→ PETUNJUK DAN KETENTUAN: Susun sebagai tabel Markdown berkolom Nomor dan Baris Catatan bagian catatan yang dimulai dari baris yang memuat "the white tarp." hingga akhir catatan, kedua ujungnya ikut. Lewati baris kosong.

→ Data pelabelan koordinat:
>>>>>

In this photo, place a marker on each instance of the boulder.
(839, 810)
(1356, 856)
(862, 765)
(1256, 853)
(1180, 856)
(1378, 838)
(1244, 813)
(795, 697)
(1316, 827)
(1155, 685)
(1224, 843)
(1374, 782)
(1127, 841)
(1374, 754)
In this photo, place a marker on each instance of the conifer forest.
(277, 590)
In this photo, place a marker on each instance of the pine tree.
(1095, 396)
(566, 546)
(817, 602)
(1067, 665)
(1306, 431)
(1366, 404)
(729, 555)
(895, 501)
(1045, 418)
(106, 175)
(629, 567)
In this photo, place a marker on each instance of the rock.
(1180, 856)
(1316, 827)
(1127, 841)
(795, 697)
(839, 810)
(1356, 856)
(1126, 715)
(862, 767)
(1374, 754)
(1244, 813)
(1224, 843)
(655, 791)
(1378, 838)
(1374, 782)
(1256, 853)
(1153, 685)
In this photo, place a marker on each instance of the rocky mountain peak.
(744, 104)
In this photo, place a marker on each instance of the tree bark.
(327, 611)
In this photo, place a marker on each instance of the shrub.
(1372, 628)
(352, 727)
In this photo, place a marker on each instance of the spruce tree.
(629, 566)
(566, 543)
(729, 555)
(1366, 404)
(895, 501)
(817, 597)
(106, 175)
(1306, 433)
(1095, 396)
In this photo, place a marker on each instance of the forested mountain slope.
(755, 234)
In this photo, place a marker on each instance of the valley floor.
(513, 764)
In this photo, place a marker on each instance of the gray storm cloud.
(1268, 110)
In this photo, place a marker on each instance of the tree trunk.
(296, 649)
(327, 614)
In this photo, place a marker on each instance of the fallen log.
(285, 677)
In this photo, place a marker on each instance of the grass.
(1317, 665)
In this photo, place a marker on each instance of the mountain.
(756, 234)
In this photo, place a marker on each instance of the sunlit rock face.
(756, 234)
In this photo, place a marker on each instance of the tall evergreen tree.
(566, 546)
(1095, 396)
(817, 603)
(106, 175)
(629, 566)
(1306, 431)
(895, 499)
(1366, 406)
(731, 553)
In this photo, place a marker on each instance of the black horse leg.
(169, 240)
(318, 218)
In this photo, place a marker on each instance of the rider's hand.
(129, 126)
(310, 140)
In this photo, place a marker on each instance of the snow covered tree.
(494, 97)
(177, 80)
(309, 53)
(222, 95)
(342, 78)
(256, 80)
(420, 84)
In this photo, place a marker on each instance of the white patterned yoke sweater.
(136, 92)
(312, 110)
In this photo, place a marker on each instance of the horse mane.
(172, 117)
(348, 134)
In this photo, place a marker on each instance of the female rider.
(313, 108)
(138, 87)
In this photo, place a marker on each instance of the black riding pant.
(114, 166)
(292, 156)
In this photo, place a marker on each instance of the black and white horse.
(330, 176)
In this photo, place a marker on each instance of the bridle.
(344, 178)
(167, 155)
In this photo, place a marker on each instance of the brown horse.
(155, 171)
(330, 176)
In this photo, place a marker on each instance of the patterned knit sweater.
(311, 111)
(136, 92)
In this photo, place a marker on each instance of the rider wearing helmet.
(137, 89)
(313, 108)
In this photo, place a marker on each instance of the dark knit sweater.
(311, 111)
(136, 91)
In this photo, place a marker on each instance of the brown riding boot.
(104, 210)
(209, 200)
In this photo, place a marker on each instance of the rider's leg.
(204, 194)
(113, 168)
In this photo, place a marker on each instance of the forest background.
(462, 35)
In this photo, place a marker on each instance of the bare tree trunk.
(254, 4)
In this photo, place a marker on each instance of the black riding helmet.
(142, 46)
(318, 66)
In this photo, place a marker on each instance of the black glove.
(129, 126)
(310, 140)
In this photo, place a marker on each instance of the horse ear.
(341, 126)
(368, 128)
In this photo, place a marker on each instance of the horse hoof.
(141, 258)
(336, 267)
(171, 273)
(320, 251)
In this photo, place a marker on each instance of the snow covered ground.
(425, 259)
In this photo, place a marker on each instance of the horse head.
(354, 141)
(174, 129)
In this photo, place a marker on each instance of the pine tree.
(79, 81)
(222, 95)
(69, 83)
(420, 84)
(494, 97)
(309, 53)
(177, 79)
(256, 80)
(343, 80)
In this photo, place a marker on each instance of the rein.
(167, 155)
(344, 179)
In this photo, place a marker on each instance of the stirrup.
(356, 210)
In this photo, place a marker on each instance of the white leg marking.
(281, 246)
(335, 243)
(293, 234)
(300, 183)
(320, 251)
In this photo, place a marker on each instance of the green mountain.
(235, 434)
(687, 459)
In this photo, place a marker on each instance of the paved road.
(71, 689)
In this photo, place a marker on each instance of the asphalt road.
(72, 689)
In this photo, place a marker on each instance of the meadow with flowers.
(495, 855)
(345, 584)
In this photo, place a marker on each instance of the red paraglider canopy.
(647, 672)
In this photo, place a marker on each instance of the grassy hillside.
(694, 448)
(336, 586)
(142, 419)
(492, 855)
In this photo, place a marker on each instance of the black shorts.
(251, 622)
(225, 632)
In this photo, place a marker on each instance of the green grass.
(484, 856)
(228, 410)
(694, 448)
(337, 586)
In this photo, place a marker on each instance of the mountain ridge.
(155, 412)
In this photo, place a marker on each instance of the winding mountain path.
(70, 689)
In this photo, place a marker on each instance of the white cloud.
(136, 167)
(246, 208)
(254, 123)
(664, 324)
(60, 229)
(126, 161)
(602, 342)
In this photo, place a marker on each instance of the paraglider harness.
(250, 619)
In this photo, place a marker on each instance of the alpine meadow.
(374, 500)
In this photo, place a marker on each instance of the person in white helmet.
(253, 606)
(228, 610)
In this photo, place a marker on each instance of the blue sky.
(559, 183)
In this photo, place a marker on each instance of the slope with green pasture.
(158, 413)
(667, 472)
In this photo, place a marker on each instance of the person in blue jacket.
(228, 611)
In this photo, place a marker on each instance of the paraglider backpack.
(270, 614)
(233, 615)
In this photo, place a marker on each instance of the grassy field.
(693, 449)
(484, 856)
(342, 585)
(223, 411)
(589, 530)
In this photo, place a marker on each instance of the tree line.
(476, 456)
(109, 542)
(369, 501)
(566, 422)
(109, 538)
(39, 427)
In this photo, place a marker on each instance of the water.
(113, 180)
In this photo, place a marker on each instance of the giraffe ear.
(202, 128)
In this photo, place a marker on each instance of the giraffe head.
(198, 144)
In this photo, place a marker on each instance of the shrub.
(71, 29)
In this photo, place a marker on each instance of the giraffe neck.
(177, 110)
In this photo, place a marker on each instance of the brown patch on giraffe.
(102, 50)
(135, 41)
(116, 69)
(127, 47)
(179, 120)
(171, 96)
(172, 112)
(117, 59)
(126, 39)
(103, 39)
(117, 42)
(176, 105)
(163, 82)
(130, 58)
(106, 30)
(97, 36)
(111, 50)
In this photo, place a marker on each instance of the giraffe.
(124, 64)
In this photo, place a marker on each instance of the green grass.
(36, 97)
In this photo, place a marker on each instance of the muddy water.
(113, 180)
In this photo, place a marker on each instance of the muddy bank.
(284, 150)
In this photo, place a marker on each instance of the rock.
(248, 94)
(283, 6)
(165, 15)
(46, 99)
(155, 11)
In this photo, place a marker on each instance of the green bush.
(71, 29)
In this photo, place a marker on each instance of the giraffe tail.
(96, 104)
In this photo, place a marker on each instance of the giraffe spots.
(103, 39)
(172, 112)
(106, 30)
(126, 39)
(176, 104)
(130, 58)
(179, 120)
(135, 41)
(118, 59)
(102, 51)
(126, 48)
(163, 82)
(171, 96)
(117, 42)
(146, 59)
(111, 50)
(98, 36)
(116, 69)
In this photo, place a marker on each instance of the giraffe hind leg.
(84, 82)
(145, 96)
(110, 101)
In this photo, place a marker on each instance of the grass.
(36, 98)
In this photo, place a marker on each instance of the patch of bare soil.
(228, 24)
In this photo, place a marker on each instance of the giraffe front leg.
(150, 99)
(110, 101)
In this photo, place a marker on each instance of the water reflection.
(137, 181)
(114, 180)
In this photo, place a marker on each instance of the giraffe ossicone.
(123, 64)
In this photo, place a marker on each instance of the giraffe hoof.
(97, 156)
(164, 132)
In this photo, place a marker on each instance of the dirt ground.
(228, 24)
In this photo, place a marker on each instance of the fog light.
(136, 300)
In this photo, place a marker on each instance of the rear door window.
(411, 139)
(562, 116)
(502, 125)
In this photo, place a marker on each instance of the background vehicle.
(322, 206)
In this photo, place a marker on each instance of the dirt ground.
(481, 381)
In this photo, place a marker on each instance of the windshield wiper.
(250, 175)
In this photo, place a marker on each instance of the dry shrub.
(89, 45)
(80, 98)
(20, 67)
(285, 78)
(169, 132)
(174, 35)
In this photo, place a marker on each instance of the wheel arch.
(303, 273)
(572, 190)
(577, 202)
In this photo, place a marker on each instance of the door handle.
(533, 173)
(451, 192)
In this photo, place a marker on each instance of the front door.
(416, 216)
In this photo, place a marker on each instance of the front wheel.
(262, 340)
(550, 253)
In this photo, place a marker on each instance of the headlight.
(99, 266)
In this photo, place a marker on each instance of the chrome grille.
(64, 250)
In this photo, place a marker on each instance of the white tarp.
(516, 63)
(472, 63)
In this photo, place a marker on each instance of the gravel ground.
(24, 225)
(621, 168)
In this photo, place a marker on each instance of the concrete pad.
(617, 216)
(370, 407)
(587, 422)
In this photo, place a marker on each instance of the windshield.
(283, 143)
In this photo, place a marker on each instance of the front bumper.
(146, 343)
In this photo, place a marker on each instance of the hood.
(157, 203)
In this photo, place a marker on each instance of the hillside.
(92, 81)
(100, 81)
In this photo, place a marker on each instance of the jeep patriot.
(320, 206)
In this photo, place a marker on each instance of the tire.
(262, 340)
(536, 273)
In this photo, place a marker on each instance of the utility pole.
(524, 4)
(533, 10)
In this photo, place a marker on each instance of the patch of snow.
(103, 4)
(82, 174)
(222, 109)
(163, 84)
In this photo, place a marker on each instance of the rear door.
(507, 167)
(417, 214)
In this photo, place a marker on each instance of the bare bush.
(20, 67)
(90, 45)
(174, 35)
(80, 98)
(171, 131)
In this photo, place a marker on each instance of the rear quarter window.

<<<<<

→ JAWABAN BERIKUT:
| Nomor | Baris Catatan |
|---|---|
| 1 | In this photo, place a marker on each instance of the white tarp. |
| 2 | (516, 63) |
| 3 | (472, 63) |
| 4 | In this photo, place a marker on each instance of the gravel ground. |
| 5 | (24, 225) |
| 6 | (621, 168) |
| 7 | In this photo, place a marker on each instance of the concrete pad. |
| 8 | (617, 216) |
| 9 | (370, 407) |
| 10 | (587, 422) |
| 11 | In this photo, place a marker on each instance of the windshield. |
| 12 | (283, 143) |
| 13 | In this photo, place a marker on each instance of the front bumper. |
| 14 | (146, 343) |
| 15 | In this photo, place a marker on each instance of the hood. |
| 16 | (157, 203) |
| 17 | In this photo, place a marker on each instance of the hillside. |
| 18 | (92, 81) |
| 19 | (100, 81) |
| 20 | In this photo, place a marker on each instance of the jeep patriot. |
| 21 | (320, 206) |
| 22 | In this photo, place a marker on each instance of the tire. |
| 23 | (262, 340) |
| 24 | (536, 273) |
| 25 | In this photo, place a marker on each instance of the utility pole. |
| 26 | (524, 4) |
| 27 | (533, 10) |
| 28 | In this photo, place a marker on each instance of the patch of snow. |
| 29 | (103, 4) |
| 30 | (82, 174) |
| 31 | (222, 109) |
| 32 | (163, 84) |
| 33 | In this photo, place a marker on each instance of the rear door. |
| 34 | (507, 167) |
| 35 | (417, 214) |
| 36 | In this photo, place a marker on each instance of the bare bush. |
| 37 | (20, 67) |
| 38 | (90, 45) |
| 39 | (174, 35) |
| 40 | (80, 98) |
| 41 | (171, 131) |
| 42 | In this photo, place a marker on each instance of the rear quarter window. |